• YOUR GOAL: Please reproduce, exactly and with nothing added, the line containing "Expected: for each instance of the cockroach" and every line after it to the end of the records.

BEGIN DATA

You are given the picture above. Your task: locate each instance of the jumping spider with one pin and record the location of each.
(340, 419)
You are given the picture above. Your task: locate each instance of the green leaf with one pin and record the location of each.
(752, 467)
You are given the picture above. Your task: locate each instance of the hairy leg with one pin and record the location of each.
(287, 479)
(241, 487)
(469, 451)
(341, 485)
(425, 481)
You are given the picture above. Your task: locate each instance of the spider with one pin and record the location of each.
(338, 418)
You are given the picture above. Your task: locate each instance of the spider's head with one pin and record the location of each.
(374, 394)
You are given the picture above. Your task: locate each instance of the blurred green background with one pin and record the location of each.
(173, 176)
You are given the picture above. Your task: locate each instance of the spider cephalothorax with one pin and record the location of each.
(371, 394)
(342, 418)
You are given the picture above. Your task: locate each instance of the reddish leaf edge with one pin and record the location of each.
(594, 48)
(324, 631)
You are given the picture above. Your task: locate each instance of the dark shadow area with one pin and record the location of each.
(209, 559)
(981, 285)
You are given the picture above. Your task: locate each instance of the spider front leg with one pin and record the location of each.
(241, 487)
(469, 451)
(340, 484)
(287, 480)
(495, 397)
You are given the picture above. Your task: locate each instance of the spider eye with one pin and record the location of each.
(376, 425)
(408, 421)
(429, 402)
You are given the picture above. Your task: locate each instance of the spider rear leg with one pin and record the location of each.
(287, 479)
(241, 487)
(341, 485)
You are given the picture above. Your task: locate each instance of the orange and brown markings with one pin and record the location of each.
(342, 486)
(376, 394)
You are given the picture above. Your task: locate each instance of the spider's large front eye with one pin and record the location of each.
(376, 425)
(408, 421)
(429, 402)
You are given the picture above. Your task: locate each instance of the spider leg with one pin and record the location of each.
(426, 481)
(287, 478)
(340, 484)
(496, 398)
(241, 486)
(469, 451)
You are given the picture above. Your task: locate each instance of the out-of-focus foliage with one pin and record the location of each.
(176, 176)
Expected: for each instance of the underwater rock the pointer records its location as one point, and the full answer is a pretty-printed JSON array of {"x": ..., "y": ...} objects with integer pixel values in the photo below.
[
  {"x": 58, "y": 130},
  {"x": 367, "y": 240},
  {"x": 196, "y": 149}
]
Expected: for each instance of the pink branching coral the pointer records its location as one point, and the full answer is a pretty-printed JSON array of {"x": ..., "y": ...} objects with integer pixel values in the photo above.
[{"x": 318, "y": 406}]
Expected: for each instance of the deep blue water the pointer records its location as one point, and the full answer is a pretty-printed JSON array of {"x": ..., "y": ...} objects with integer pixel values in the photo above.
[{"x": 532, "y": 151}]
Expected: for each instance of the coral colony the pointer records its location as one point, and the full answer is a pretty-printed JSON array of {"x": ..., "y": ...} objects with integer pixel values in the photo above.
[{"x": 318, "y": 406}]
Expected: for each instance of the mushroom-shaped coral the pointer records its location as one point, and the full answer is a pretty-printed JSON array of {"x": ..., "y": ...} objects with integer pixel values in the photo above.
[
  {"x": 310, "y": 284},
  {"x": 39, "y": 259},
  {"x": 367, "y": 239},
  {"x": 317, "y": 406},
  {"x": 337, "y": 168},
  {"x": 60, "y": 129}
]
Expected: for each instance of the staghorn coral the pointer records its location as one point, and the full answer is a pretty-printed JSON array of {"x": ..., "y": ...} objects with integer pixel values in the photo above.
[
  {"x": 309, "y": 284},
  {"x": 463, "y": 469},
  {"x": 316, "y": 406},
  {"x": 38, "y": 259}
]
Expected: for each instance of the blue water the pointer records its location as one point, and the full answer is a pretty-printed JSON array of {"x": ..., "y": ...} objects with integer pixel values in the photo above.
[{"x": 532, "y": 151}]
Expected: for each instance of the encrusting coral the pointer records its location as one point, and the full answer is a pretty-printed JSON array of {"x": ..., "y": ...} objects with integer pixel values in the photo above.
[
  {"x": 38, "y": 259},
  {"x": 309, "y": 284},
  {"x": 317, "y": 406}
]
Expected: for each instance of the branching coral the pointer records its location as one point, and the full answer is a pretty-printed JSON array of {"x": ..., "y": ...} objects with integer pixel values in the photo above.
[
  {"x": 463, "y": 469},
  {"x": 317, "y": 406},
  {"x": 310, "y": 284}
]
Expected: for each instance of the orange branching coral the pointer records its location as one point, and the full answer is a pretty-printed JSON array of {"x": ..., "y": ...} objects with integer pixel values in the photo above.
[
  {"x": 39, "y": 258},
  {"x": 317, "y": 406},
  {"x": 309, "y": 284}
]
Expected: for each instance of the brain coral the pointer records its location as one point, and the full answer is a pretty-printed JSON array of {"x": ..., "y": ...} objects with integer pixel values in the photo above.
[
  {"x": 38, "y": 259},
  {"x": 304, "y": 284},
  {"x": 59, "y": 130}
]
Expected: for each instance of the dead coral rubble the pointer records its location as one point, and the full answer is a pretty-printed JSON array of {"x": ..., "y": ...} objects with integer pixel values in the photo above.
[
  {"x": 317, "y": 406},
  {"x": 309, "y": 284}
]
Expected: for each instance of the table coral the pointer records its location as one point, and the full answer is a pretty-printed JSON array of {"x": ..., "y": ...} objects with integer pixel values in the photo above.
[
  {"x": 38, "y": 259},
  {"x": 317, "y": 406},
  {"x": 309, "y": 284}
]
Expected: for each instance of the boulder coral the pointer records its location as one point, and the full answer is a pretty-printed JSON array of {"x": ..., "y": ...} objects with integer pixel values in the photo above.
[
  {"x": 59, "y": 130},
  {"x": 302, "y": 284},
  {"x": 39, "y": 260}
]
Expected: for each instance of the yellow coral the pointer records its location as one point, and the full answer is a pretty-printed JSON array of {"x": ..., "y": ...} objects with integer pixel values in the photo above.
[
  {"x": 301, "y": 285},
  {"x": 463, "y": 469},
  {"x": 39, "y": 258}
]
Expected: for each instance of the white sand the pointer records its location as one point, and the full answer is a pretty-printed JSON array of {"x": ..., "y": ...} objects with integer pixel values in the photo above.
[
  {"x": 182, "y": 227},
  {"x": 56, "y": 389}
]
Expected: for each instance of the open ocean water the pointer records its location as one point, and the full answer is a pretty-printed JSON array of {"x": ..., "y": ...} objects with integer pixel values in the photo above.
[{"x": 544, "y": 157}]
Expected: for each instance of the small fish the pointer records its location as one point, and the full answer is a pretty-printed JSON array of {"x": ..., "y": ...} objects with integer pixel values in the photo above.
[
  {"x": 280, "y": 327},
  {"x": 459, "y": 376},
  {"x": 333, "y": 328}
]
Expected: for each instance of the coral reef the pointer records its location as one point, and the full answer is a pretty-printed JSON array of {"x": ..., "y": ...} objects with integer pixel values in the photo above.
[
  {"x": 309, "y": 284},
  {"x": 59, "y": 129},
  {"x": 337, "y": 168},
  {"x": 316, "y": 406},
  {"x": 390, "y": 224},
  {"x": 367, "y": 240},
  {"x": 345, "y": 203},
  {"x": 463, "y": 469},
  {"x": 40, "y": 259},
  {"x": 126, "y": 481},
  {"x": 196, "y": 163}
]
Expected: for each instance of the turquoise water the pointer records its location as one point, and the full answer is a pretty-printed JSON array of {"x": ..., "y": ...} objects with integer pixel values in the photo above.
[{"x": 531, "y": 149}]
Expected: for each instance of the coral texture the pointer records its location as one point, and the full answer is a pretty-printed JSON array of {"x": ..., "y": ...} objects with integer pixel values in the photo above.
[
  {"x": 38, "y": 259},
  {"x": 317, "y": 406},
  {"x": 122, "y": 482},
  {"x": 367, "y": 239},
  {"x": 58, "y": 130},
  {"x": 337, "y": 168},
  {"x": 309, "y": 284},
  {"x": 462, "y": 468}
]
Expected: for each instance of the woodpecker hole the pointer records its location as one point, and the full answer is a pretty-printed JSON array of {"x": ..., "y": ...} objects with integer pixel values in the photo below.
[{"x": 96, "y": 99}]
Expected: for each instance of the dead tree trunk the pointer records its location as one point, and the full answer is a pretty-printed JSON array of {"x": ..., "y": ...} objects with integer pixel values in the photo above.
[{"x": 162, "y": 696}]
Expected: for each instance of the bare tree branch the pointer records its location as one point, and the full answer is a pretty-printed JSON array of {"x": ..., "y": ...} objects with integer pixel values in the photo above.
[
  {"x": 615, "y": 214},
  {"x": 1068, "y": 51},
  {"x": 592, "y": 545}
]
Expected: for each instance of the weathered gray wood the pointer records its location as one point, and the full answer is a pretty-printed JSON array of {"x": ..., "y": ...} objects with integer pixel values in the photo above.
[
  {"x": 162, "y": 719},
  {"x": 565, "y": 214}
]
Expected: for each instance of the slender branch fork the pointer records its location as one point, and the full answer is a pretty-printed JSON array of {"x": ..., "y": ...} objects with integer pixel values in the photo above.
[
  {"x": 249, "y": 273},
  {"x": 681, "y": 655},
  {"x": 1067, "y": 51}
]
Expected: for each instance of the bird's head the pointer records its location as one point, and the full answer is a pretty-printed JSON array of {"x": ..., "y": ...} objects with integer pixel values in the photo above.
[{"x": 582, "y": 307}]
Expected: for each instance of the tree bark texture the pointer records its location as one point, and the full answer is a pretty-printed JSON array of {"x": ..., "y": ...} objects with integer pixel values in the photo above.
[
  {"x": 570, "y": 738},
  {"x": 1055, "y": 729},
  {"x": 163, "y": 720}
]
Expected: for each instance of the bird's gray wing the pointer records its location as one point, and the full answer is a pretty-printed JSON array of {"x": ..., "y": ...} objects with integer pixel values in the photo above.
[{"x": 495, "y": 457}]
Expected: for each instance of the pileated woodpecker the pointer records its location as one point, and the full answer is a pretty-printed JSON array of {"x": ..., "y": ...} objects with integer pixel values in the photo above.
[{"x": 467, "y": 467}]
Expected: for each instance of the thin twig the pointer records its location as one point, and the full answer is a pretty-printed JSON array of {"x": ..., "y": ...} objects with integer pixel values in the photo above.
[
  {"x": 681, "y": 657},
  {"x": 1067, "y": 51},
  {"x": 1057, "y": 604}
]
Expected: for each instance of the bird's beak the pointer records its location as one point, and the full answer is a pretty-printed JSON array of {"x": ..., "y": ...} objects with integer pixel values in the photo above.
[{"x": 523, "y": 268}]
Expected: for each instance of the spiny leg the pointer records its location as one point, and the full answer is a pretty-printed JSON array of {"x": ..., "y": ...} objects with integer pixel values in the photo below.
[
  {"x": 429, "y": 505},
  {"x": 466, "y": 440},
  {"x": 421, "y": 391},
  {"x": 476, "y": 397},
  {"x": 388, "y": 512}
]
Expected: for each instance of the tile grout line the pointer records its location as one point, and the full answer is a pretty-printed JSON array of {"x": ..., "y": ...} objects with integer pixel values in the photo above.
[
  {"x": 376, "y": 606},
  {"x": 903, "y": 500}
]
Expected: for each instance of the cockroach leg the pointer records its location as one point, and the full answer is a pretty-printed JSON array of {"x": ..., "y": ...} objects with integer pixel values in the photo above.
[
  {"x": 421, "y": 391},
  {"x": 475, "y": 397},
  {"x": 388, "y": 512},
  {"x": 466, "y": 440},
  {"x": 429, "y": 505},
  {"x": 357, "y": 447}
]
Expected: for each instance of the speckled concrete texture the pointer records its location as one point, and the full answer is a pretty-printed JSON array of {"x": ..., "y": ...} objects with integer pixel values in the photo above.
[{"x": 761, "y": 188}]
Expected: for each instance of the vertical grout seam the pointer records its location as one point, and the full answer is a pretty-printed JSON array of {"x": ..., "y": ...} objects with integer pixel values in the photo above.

END DATA

• EXERCISE OUTPUT:
Expected: for each instance of the cockroach leg the pointer records its location as one point, and the full answer is a pretty-printed JSON array of {"x": ..., "y": ...} objects with integer pixel values in the photo above.
[
  {"x": 421, "y": 391},
  {"x": 475, "y": 397},
  {"x": 388, "y": 512},
  {"x": 466, "y": 440},
  {"x": 429, "y": 505},
  {"x": 357, "y": 447}
]
Expected: for each instance of the speckled concrete texture the pointer records its location as one point, and the full answer is a pretty-printed JSON array of {"x": ..., "y": ...} objects with integer pixel values in the photo above.
[{"x": 761, "y": 188}]
Expected: for each instance of the vertical grout seam the pointer records its location as one point, and the full answer is a pretty-printed JSON array of {"x": ..., "y": ...} objects with integer pixel values in the photo above.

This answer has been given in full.